- _MATERIAL TO PROCESS_:
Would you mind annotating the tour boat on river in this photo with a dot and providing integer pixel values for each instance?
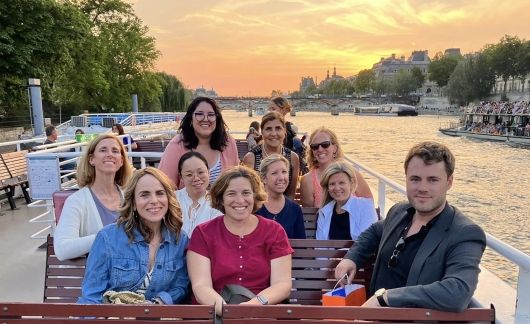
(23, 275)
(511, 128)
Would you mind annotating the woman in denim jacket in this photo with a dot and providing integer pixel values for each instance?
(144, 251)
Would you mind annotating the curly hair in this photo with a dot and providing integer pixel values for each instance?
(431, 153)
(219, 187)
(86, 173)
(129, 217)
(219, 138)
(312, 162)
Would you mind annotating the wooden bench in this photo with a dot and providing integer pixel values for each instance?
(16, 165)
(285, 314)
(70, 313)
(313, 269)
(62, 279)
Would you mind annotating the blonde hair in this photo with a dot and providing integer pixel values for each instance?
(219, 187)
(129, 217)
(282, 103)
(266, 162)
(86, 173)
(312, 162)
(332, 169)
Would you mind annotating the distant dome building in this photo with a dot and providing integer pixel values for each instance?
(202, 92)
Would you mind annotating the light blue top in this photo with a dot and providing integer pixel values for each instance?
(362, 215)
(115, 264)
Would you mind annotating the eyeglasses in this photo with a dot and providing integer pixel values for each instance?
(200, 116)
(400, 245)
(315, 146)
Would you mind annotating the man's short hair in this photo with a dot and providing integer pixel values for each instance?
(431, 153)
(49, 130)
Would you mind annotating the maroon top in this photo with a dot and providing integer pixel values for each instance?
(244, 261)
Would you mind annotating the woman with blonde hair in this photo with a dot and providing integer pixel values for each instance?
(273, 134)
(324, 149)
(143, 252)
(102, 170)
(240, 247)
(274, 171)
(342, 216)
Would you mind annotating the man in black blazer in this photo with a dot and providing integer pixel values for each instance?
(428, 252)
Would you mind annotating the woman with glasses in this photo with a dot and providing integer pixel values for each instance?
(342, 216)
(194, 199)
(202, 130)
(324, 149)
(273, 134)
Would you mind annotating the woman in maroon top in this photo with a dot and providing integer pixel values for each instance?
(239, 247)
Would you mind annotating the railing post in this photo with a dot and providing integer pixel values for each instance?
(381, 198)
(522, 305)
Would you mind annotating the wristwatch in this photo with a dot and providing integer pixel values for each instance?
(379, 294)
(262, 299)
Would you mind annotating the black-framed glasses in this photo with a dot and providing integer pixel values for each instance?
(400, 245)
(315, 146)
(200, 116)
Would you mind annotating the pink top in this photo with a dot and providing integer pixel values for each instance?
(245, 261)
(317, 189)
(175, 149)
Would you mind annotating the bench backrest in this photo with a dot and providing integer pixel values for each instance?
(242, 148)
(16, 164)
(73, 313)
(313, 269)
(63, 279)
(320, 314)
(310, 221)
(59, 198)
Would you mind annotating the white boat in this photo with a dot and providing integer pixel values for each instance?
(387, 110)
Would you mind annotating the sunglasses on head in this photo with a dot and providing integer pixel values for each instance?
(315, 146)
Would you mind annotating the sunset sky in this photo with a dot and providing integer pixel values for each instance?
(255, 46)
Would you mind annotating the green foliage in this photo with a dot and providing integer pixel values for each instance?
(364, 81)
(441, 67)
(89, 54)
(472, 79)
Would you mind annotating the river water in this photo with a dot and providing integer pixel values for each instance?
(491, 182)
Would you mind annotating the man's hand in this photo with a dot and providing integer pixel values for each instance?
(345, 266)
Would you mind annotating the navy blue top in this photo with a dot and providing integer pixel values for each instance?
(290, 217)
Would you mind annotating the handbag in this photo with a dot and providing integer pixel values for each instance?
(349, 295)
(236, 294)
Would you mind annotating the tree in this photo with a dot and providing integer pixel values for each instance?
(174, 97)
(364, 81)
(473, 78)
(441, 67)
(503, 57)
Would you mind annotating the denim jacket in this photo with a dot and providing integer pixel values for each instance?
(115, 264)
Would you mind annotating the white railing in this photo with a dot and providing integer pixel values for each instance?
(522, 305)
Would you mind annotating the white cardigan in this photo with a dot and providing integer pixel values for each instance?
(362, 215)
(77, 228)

- _REQUIRED WORK_: Convert all the rows above into a two-column CSV headed "instruction" and "points", with one line per row that puts the row's text and its answer each in a single quoted field and turns line breaks into spaces. Leave the pictures out.

- _RESULT FOR THIS EXERCISE_:
instruction,points
"Would you mind annotating the tour boat on river in this photo with a dot and providing integer pixel values for each instance?","(23, 275) (511, 128)"
"Would you mind annotating the woman in denim jacket in this photo with a dot and providing integer pixel values for each instance?","(144, 251)"
"Would you mind annotating the curly hair in this photo with a dot and providing integer pixel values for each instance?","(431, 153) (219, 187) (86, 173) (129, 217) (219, 138) (312, 162)"
"Would you mind annotating the wooden bench in this photo with a dot and providing integer pixel values for each instance?","(16, 165) (285, 314) (70, 313) (313, 269) (62, 279)"
"Would you mind annotating the blonde hair in this photo with a dot and providing integer pixel values for each instance?","(219, 187) (129, 217) (282, 103) (266, 162) (86, 173) (312, 162) (332, 169)"
"Would you mind annotating the distant dome building in this photo with a dot and providing integer pixel values for each instance?","(202, 92)"
"Would you mind annotating the light blue top in this photo with a dot and providing integer pixel values for each instance?","(362, 215) (115, 264)"
"Would you mind annotating the eyeglasses in this photo with a dot and providing integer pixel values for each instance?","(200, 116) (400, 245) (315, 146)"
"Would you mind annotating the man's short hair in this photo with a dot and providing integer pixel values for each instance?","(431, 153) (49, 130)"
"Would you mind annotating the maroon top in this photo with a dot and providing integer pixel values for each instance?","(244, 261)"
"Would you mind annotating the woman with blonde hair in this photo with a dot and providing integer pixel values for each instance?","(273, 134) (324, 149) (143, 252) (102, 170) (240, 247) (274, 171) (342, 216)"
"Would you mind annotating the man in black blazer in this photo with a dot and providing integer pixel values for each instance?","(428, 252)"
"Would you mind annotating the woman with glasses in this photo with a dot and providing integer pixel values for each instance?","(342, 216) (194, 199) (202, 130) (324, 149) (273, 134)"
"Would you mind annotating the woman in maroon top in this photo with a dot and providing integer pixel values for each instance?","(239, 247)"
"Would you mind annotating the railing post in this photo with a dot and providing integer pixel values for each instance?","(381, 198) (522, 305)"
"Would you mind annotating the wristwatch in this photo with a dot and providing integer pixel values for each instance?","(379, 294) (262, 299)"
"Would you mind annotating the black-framed glasses in this photo with a dot and providing integer pixel values for each instance?","(400, 245) (315, 146) (200, 116)"
"Would you mind annotating the pink top in this photo with a dot and providing integer pixel values for each instance?","(245, 261) (317, 189) (175, 149)"
"Would you mind annotating the bench backrest in this photo with a dot and providing integer pixel values for each instance?","(242, 148) (16, 164) (73, 313) (313, 269) (63, 279) (320, 314) (310, 221) (59, 198)"
"Would you mind annotating the white boat in this photo with a dot and providing integer pixel values for each instance?","(387, 110)"
"Would you mind annotating the sunglasses on head in this photo with a dot and providing integer pixel values for each instance?","(315, 146)"
"Would you mind annotating the sunset sky in this photo with a dot and providing integer pixel values for each instance?","(255, 46)"
"Would you mind annotating the green foliage in this photo with a dot and providing integer pixel values for each instance?","(364, 81) (441, 67) (89, 54) (472, 79)"
"Would you mind annotating the river water in this photo with a dot and providing integer pixel values for each instance?","(491, 182)"
"Would you mind annotating the man's hand in this photo with a dot and providing integer pixel values for each instance?","(345, 266)"
"Would you mind annotating the navy blue top in this photo with a dot and providing integer pixel values for each instance?","(290, 217)"
"Would you mind annotating the handbag in this photo with a dot and providing integer pixel values for each instance?","(349, 295) (236, 294)"
"Would you mind annotating the tree in this photo with a dot and providing integer pixel values for each instance?","(174, 97) (364, 81) (473, 78) (441, 67) (503, 57)"
"Would you mind annotating the denim jacket in this photo with a dot and providing integer pixel values for each instance?","(115, 264)"
"Would you mind annotating the white railing in this photo with a dot and providing integer pixel values for each instance?","(522, 305)"
"Would you mind annotating the white cardigan in this photo with a dot and providing integer pixel values for each instance?","(362, 215) (77, 228)"